▶ [WHAT THIS EXERCISE ASKS]:
1 – Retype the passage on guilt and shame from "Guilt is the" up to and including "in Jesus Christ.".
2 – According to the verses quoted in the passage on guilt and shame, why is it to the listeners' advantage that Jesus is going away? Answer in one to three sentences.

▶ [EXTRACT PROVIDED]:
○ ○ ○ ○
Guilt is the right understanding that my sin places me necessarily in a place of responsibility to account for it in the light of the holiness and perfection of God. We all stand guilty before God for the sins that we have committed to other people in our lives and even the ways in which we have responded to the sins that others have committed to us. We are all guilty of sin but we are all equally forgiven of that sin by simple faith in Jesus Christ.

The Holy Spirit convicts us of sin and it is right that we should have a sense of guilt over the sin that we have committed. Guilt, as the right response to the conviction of sin that the Holy Spirit brings, however, is very different from carrying the burden of shame in the name of being penitent.

Here is what the Bible says in John 16:7-14, where Jesus says, “But I tell you the truth, it is to your advantage that I am going away. For if I do not go away, the Advocate will not come to you, but if I go, I will send him to you. And when he comes, he will prove the world wrong concerning sin and righteousness and judgment concerning sin, because they do not believe in me; concerning righteousness, because I am going to the Father and you will see me no longer; and concerning judgment, because the ruler of this world has been condemned. "I have many more things to say to you, but you cannot bear them now. But when he, the Spirit of truth, comes, he will guide you into all truth. For he will not speak on his own authority, but will speak whatever he hears, and will tell you what is to come. He will glorify me, because he will receive from me what is mine and will tell it to you.” (NET)

Guilt leads us our knees in repentance, where we find forgiveness. Shame leads us only further into the depths of hiding from God.
○ ○ ○ ○
▶ [RECORDS SHOWN]:
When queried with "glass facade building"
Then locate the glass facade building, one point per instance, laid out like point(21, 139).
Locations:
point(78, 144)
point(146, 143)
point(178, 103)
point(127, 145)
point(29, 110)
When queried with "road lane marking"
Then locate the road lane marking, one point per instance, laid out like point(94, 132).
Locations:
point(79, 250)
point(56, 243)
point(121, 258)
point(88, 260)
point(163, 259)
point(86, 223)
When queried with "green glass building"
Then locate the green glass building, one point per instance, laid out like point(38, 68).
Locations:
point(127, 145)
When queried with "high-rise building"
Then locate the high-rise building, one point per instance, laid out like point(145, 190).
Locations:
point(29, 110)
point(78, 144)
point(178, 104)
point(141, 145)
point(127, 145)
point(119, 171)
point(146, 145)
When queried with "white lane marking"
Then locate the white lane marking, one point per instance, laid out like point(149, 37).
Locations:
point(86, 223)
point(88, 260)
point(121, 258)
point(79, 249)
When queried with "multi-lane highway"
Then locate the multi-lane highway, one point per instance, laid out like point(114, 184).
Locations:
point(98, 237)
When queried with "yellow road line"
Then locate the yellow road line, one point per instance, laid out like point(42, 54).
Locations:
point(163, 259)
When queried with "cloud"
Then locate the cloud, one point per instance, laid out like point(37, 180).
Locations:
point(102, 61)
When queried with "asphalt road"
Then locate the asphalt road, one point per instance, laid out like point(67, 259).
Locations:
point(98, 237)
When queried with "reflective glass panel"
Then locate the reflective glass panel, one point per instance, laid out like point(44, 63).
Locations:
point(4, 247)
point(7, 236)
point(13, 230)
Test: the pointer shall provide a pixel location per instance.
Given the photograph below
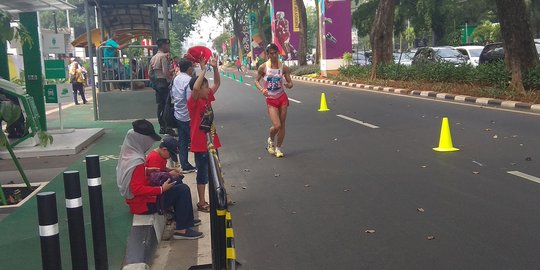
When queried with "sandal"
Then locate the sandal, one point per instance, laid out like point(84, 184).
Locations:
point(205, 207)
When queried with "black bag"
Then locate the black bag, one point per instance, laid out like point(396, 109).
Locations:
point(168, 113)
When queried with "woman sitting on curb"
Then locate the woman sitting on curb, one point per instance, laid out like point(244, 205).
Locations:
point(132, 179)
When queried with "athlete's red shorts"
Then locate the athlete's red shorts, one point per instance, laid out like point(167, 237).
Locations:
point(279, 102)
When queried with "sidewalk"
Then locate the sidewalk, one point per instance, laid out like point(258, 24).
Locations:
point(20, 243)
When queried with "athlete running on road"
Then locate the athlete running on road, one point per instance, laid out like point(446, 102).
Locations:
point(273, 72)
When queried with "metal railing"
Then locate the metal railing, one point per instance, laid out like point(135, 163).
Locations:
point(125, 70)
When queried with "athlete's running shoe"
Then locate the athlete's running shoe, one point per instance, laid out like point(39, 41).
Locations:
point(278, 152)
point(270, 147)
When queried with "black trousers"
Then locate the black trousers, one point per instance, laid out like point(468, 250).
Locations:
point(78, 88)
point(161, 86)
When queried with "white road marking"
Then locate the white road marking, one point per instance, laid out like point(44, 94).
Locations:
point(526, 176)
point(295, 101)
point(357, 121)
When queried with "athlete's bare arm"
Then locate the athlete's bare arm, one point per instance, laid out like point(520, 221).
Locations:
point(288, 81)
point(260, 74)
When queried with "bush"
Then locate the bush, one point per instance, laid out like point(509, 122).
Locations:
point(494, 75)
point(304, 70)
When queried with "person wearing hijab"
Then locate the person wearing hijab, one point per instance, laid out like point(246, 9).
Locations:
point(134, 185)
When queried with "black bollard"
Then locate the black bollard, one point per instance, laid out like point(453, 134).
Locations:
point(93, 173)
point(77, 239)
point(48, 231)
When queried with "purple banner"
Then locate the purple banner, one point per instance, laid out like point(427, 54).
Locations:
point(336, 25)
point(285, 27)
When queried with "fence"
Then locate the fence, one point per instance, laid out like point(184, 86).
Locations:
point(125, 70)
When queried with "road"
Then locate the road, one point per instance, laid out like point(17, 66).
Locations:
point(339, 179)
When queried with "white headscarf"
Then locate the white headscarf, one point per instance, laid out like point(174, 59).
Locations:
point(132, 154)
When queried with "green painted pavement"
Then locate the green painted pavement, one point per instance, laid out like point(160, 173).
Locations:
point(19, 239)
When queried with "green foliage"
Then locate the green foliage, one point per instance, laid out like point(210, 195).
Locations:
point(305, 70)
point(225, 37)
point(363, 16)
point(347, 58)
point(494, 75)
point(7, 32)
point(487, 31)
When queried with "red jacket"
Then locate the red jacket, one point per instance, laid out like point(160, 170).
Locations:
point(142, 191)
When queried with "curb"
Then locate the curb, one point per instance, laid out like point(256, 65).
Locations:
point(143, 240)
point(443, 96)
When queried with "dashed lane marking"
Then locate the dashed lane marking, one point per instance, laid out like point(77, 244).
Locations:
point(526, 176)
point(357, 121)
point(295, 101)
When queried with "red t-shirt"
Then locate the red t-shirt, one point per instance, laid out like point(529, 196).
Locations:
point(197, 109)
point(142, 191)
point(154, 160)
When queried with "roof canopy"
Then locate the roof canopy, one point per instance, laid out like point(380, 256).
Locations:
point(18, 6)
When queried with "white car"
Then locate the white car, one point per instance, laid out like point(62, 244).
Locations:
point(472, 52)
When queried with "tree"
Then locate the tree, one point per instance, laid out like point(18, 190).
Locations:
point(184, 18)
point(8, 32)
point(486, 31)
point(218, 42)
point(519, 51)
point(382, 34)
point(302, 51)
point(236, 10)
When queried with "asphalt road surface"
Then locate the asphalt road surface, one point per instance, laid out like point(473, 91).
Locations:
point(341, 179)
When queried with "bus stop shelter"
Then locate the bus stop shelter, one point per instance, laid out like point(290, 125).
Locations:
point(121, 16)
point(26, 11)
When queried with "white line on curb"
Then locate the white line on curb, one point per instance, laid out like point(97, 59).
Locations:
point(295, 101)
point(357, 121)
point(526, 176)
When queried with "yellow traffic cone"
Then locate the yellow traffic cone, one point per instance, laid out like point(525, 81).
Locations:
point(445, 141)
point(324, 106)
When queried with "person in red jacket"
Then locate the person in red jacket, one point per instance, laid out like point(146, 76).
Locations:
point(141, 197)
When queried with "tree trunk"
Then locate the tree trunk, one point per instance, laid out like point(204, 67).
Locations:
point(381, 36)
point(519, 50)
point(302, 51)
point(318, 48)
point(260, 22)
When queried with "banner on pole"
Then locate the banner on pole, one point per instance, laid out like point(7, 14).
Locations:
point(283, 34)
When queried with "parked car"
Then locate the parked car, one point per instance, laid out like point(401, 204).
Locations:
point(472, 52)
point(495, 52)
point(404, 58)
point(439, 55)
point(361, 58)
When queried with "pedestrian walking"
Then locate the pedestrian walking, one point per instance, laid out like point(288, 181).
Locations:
○ ○ ○ ○
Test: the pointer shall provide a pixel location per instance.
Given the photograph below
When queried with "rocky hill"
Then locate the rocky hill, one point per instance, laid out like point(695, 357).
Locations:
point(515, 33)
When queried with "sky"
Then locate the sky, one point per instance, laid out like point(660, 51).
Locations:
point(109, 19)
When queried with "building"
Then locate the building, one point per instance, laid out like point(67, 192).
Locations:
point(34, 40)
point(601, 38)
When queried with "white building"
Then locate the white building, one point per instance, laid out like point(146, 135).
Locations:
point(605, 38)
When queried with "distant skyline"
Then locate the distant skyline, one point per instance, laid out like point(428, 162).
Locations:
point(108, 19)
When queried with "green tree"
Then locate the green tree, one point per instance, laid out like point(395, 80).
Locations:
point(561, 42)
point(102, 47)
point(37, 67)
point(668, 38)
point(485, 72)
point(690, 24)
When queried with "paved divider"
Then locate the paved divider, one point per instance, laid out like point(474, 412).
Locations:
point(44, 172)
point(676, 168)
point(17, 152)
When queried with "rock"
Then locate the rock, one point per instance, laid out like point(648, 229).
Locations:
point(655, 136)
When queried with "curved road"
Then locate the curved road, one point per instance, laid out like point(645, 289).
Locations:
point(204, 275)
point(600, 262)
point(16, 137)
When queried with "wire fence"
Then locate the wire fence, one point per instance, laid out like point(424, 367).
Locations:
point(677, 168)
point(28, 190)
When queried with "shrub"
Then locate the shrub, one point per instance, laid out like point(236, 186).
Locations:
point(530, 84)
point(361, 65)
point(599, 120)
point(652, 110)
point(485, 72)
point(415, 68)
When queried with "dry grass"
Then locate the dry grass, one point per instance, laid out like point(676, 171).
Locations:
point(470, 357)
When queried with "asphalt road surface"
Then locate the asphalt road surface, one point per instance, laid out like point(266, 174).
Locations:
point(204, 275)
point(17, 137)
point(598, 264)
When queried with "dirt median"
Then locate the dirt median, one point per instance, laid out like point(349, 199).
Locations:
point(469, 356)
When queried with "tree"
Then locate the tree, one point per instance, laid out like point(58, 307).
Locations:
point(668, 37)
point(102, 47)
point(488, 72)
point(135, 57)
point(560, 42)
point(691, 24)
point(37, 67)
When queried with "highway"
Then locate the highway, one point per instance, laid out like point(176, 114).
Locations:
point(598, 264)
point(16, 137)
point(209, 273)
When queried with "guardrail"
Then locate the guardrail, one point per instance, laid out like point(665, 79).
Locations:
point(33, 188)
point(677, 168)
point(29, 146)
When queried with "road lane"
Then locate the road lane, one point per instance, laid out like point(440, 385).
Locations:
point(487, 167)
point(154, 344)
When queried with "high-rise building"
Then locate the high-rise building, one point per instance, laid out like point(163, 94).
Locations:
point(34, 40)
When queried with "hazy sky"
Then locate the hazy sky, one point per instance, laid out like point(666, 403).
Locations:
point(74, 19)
○ ○ ○ ○
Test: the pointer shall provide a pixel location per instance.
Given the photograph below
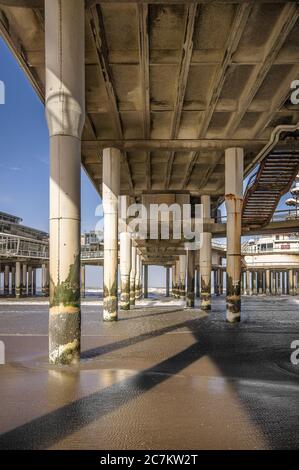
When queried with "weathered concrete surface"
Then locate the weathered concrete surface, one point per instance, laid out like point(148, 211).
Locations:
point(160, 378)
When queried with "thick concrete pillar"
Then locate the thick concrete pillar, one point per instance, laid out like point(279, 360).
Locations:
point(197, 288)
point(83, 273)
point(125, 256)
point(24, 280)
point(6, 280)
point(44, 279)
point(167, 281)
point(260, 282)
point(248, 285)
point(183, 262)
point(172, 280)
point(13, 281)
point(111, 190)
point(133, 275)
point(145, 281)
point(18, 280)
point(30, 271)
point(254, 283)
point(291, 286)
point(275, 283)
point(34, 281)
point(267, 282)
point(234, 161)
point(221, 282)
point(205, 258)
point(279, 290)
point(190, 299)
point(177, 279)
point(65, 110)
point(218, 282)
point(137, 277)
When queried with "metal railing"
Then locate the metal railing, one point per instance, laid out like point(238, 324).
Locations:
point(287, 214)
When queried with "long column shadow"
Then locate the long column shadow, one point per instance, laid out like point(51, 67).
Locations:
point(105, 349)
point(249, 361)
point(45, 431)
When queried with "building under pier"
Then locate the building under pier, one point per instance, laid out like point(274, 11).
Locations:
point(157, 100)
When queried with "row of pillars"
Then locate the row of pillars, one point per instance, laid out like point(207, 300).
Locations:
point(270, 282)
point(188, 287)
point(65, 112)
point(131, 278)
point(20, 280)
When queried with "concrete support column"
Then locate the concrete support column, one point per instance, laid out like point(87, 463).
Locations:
○ ○ ○ ○
▶ [RESPONSES]:
1 –
Guilt is the right understanding that my sin places me necessarily in a place of responsibility to account for it in the light of the holiness and perfection of God. We all stand guilty before God for the sins that we have committed to other people in our lives and even the ways in which we have responded to the sins that others have committed to us. We are all guilty of sin but we are all equally forgiven of that sin by simple faith in Jesus Christ.

2 – If Jesus does not go away, the Advocate will not come to them. If he goes, he will send the Advocate to them.